- **Given request**:
Pick out each line in the rows below that contains the string "harbor". Case counts.

═══ Given data

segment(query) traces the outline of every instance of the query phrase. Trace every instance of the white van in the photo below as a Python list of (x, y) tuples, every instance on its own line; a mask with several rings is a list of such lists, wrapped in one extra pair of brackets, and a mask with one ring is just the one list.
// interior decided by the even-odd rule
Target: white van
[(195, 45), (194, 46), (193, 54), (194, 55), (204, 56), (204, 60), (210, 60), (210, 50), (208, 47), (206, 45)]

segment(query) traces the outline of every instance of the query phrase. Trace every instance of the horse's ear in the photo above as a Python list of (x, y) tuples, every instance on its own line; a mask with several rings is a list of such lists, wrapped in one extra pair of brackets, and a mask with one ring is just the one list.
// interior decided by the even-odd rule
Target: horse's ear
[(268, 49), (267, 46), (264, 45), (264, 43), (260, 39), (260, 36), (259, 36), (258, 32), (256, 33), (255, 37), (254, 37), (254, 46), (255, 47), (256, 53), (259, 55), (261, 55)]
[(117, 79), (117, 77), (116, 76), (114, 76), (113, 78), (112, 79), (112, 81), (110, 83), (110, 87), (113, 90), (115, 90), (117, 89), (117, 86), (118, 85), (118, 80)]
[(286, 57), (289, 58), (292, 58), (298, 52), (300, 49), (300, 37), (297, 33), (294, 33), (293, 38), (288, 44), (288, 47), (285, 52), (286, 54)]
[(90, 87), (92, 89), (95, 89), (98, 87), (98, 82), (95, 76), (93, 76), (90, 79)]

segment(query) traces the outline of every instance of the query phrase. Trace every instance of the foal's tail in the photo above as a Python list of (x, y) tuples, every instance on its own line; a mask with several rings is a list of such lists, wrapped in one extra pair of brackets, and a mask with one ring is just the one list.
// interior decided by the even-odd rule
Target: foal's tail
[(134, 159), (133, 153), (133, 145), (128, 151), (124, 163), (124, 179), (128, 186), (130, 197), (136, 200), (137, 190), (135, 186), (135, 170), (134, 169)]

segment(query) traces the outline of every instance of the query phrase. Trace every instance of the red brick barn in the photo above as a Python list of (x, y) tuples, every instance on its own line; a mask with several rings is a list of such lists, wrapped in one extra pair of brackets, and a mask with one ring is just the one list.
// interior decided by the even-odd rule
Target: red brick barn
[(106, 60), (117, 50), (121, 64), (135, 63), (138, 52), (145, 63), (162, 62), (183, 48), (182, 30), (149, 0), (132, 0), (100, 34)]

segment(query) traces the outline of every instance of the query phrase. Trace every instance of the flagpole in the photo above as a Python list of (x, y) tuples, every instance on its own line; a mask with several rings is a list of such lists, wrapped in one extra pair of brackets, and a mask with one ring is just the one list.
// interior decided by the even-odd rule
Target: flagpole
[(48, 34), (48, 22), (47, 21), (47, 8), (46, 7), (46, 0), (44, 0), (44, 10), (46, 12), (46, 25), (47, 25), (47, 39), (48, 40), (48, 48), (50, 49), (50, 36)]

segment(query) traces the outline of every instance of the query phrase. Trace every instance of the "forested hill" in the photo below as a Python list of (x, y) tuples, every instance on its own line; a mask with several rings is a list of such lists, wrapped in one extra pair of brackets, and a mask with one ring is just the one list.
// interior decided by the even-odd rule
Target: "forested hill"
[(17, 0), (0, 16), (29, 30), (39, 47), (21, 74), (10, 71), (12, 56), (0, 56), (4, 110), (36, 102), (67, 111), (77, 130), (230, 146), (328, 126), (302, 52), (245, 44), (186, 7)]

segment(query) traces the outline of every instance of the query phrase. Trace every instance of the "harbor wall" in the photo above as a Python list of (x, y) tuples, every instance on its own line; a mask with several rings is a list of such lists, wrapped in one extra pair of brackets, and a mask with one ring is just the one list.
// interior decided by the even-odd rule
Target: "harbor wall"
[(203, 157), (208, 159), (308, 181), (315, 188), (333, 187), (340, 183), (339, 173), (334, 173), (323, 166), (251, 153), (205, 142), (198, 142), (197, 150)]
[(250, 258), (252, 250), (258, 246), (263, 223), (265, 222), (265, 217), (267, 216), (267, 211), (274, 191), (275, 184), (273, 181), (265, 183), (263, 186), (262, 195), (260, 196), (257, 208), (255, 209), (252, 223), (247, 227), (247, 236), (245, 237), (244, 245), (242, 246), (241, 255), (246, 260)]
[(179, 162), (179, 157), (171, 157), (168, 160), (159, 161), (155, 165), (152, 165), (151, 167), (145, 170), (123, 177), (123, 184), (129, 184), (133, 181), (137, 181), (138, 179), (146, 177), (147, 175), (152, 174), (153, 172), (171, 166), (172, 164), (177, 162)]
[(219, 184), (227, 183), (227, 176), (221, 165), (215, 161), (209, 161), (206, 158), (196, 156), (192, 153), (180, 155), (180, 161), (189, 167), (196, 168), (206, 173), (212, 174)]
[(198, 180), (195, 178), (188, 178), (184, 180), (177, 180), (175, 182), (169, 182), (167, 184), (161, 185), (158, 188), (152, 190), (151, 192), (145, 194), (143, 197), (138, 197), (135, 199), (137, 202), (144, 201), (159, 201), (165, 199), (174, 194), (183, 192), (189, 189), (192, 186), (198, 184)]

══════

- **Task result**:
segment(query) traces the outline of every instance of the query phrase. Trace every instance of the "harbor wall" in the photo above as a Python list of (x, y) tuples, every instance on its own line; a mask with several rings is a list of such lists, wrapped in one extra pair of brackets, and a mask with one ring is just the one list.
Target: "harbor wall"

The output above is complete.